--- Start Extracted records ---
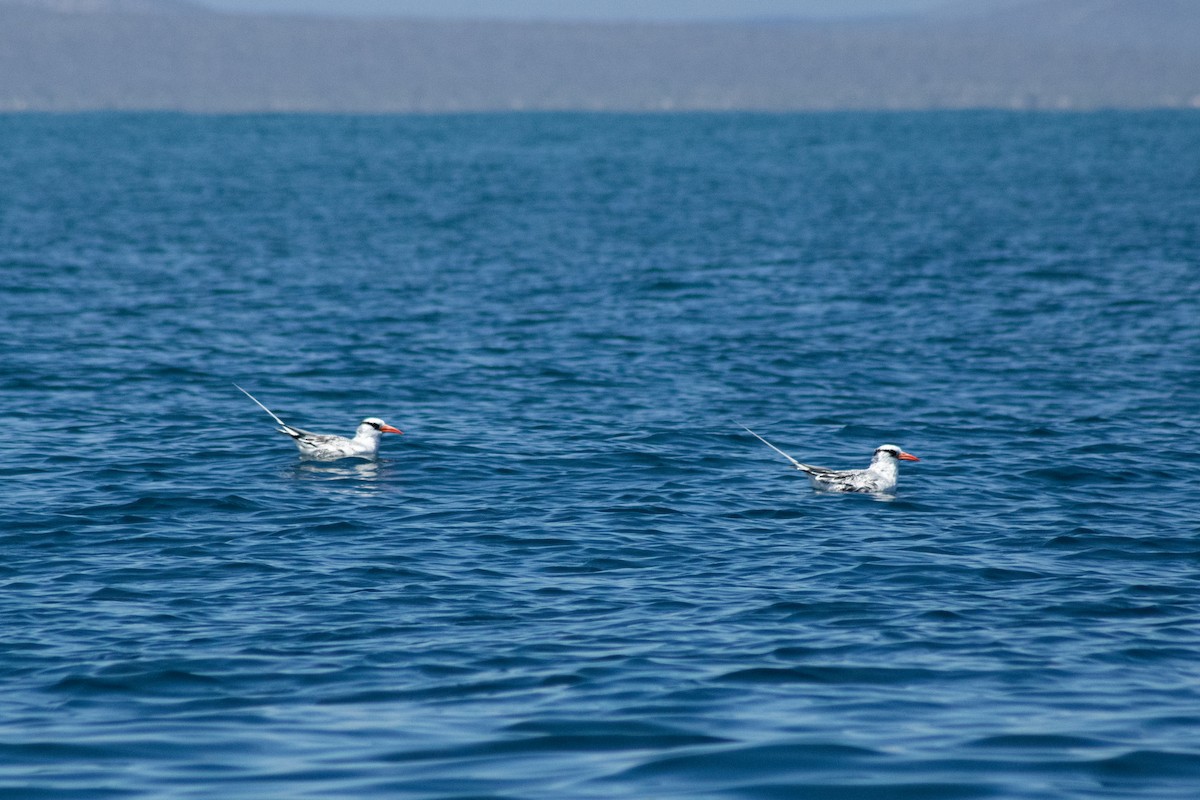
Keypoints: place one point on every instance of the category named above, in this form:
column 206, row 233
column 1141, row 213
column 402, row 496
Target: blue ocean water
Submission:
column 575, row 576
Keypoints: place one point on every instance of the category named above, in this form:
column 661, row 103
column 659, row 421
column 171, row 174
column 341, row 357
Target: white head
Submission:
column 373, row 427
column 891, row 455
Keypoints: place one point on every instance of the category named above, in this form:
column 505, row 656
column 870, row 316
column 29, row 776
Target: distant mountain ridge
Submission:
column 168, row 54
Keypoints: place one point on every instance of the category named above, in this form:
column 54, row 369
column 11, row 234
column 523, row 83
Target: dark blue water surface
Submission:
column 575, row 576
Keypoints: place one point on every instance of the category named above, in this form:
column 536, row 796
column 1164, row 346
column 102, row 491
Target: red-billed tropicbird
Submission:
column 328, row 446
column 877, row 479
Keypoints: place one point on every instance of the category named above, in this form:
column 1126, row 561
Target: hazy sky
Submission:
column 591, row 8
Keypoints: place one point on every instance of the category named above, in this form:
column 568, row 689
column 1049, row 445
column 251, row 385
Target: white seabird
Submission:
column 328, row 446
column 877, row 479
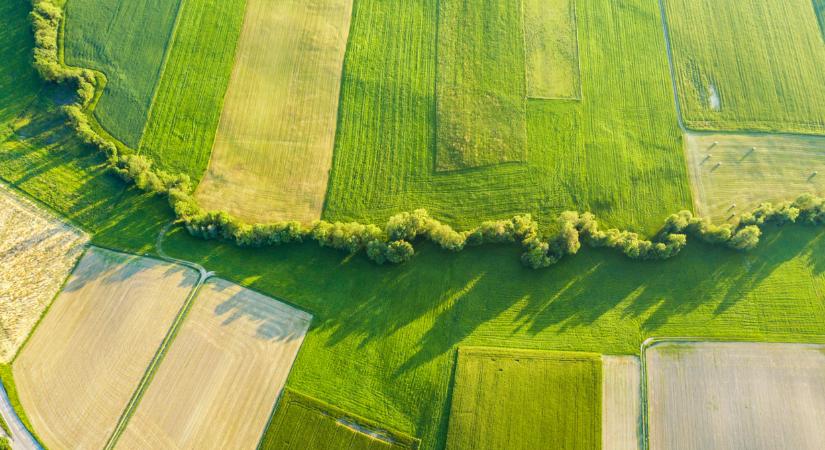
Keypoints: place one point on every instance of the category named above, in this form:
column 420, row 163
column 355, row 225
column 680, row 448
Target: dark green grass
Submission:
--- End Extracted records ---
--- Start Extracted records ---
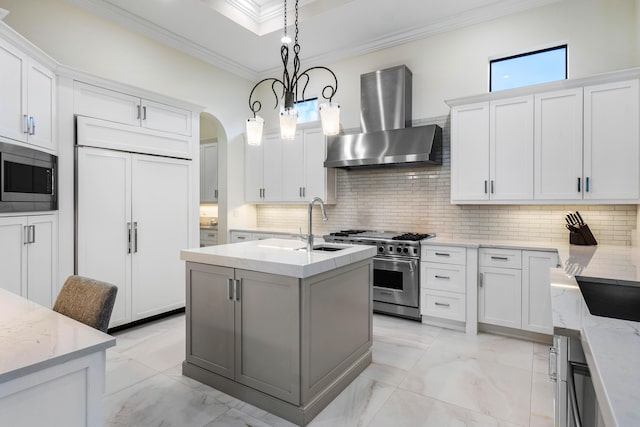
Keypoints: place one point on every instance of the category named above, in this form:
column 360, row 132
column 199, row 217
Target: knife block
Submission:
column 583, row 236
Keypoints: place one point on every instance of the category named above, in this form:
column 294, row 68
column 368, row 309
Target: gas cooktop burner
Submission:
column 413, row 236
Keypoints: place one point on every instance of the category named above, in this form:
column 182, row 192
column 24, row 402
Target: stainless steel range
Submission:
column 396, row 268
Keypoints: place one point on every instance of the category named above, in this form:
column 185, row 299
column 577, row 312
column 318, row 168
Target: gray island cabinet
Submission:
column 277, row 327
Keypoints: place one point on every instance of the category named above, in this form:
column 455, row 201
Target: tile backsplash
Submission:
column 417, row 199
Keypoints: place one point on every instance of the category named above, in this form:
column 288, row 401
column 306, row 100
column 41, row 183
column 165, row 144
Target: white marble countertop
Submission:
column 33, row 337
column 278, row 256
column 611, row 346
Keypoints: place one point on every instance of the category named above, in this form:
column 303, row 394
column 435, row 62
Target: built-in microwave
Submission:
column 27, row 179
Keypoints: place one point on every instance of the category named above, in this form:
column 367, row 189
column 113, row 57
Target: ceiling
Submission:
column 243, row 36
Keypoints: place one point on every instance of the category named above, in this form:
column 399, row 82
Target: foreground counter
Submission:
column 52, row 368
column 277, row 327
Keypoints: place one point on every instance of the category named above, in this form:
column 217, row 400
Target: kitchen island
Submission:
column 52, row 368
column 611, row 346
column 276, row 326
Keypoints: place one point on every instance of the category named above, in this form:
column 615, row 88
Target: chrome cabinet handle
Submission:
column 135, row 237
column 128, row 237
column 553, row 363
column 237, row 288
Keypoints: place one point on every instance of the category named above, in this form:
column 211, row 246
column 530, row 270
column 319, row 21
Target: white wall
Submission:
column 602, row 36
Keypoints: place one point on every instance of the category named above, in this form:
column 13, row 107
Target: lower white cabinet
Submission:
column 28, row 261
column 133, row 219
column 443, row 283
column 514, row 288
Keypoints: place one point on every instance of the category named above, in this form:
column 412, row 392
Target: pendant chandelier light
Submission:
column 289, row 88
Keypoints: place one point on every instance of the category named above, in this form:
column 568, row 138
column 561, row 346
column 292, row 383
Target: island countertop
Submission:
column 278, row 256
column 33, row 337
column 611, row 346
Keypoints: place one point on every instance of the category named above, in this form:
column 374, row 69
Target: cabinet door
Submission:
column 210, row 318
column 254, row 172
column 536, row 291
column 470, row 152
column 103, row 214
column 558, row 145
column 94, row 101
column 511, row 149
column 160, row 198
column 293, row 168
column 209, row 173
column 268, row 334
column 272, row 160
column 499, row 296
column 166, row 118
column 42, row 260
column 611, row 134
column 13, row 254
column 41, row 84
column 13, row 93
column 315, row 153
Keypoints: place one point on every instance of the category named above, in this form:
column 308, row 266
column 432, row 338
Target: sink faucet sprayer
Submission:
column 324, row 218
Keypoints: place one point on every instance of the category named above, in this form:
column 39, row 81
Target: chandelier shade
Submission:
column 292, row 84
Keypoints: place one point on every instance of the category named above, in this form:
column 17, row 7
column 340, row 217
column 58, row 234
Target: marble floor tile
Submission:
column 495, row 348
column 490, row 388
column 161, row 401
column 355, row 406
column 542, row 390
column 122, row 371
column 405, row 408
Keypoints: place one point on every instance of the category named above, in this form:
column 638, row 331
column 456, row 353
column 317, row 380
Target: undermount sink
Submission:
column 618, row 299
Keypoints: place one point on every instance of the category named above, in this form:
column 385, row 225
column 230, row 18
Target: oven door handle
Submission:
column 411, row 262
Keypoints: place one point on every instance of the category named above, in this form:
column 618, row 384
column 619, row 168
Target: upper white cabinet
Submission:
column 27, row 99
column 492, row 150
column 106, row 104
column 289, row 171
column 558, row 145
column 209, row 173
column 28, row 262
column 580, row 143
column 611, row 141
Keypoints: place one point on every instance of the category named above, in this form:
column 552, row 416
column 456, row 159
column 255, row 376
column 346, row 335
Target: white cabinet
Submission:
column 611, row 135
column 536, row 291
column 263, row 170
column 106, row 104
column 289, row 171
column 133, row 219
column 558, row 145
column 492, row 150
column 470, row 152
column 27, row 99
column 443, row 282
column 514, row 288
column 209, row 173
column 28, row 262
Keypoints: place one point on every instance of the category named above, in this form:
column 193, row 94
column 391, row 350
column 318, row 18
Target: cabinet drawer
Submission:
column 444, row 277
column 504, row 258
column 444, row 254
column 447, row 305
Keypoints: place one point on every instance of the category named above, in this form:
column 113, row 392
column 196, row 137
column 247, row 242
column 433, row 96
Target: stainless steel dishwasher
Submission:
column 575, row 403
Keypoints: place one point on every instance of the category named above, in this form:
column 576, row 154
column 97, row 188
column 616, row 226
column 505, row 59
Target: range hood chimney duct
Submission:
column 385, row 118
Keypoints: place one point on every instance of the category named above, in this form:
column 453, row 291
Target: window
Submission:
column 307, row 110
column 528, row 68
--- End Extracted records ---
--- Start Extracted records ---
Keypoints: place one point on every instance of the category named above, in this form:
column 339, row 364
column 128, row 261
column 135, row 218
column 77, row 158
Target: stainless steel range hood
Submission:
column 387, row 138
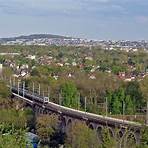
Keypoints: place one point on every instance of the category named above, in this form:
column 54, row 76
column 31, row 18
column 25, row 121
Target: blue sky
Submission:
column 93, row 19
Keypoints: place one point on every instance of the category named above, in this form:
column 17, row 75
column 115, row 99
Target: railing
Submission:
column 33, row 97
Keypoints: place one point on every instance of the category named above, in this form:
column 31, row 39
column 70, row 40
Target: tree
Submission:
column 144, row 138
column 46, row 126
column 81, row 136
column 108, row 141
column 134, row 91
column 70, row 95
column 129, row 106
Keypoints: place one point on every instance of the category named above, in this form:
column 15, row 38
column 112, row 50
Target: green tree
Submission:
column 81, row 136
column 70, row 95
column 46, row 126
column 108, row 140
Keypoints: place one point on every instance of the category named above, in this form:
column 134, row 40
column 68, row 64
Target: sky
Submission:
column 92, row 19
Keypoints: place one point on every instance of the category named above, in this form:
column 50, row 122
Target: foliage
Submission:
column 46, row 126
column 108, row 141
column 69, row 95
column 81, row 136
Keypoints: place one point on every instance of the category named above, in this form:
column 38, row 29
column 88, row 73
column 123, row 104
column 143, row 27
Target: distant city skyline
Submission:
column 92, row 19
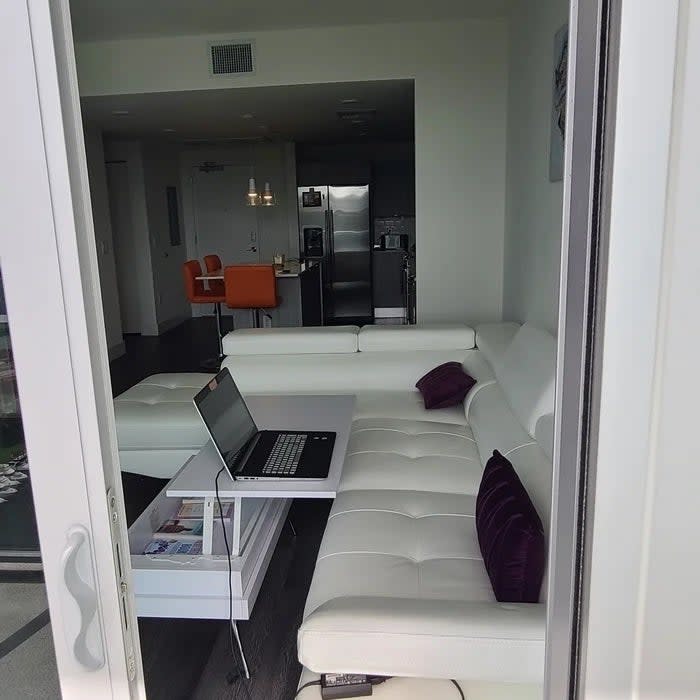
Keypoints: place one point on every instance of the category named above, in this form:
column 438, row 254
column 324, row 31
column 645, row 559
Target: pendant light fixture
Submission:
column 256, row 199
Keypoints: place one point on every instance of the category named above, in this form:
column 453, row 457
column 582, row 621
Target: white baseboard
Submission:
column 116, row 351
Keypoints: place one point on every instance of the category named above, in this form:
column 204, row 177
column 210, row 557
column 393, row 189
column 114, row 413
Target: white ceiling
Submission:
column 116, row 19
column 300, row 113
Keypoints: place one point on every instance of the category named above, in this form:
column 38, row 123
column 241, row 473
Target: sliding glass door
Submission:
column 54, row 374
--- End Extracted records ---
**Task to carry out**
Pick out every line in the listing that contains the word "marble". Matching is case-sensitive.

**Task answer**
Target: white marble countertop
Target: marble floor tile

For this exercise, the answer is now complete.